WHAT YOU ARE ASKED TO DO: Can you reproduce, word for word, the passage of the LSTM backpropagation text starting at "Let’s do this…" and ending at "or Hadamard product."?

TEXT BLOCK:
Backpropogating an LSTM: A Numerical Example

17 Apr 2016

Let’s do this…

We all know LSTM’s are super powerful; So, we should know how they work and how to use them.

An LSTM

Syntactic notes

Above $\bigodot$ is the element-wise product or Hadamard product.
Inner products will be represented as $\cdot$
Outer products will be respresented as $\bigotimes$
$\sigma$ represents the sigmoid function: $\sigma(x) = \dfrac{1}{1 + e^{-x}}$

The forward components

The gates are defined as:

Input activation:
- $a_{t} = \tanh(W_{a} \cdot x_{t} + U_{a} \cdot out_{t-1} + b_{a})$
Input gate:
- $i_{t} = \sigma(W_{i} \cdot x_{t} + U_{i} \cdot out_{t-1} + b_{i})$
Forget gate:
- $f_{t} = \sigma(W_{f} \cdot x_{t} + U_{f} \cdot out_{t-1} + b_{f})$
Output gate:
- $o_{t} = \sigma(W_{o} \cdot x_{t} + U_{o} \cdot out_{t-1} + b_{o})$

Note for simplicity we define:

$gates_{t} = \begin{bmatrix} a_{t}\\ i_{t}\\ f_{t}\\ o_{t}] \end{bmatrix},\ W = \begin{bmatrix} W_{a}\\ W_{i}\\ W_{f}\\ W_{o} \end{bmatrix},\ U = \begin{bmatrix} U_{a}\\ U_{i}\\ U_{f}\\ U_{o} \end{bmatrix},\ b = \begin{bmatrix} b_{a}\\ b_{i}\\ b_{f}\\ b_{o} \end{bmatrix}$

Which leads to:

Internal state:
- $state_{t} = a_{t} \odot i_{t} + f_{t} \odot state_{t-1}$
Output:
- $out_{t} = \tanh(state_{t}) \odot o_{t}$

The backward components

Given:

$\Delta_{t}$ the output difference as computed by any subsequent layers (i.e. the rest of your network), and;
$\Delta out_{t}$ the output difference as computed by the next time-step LSTM (the equation for t-1 is below).

SOURCE EXCERPT:

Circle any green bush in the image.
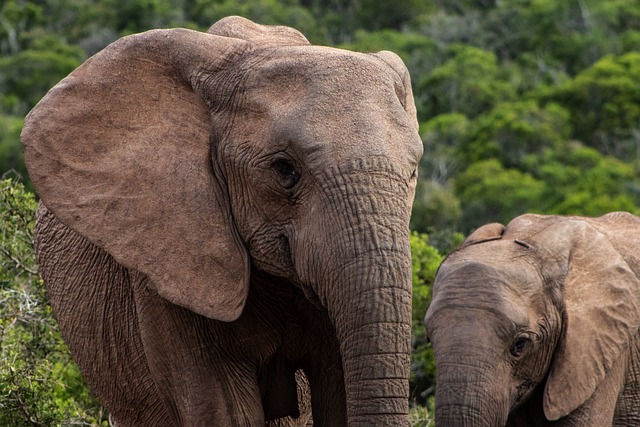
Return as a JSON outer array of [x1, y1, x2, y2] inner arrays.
[[0, 180, 109, 427]]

THE RESPONSE:
Let’s do this…

We all know LSTM’s are super powerful; So, we should know how they work and how to use them.

An LSTM

Syntactic notes

Above $\bigodot$ is the element-wise product or Hadamard product.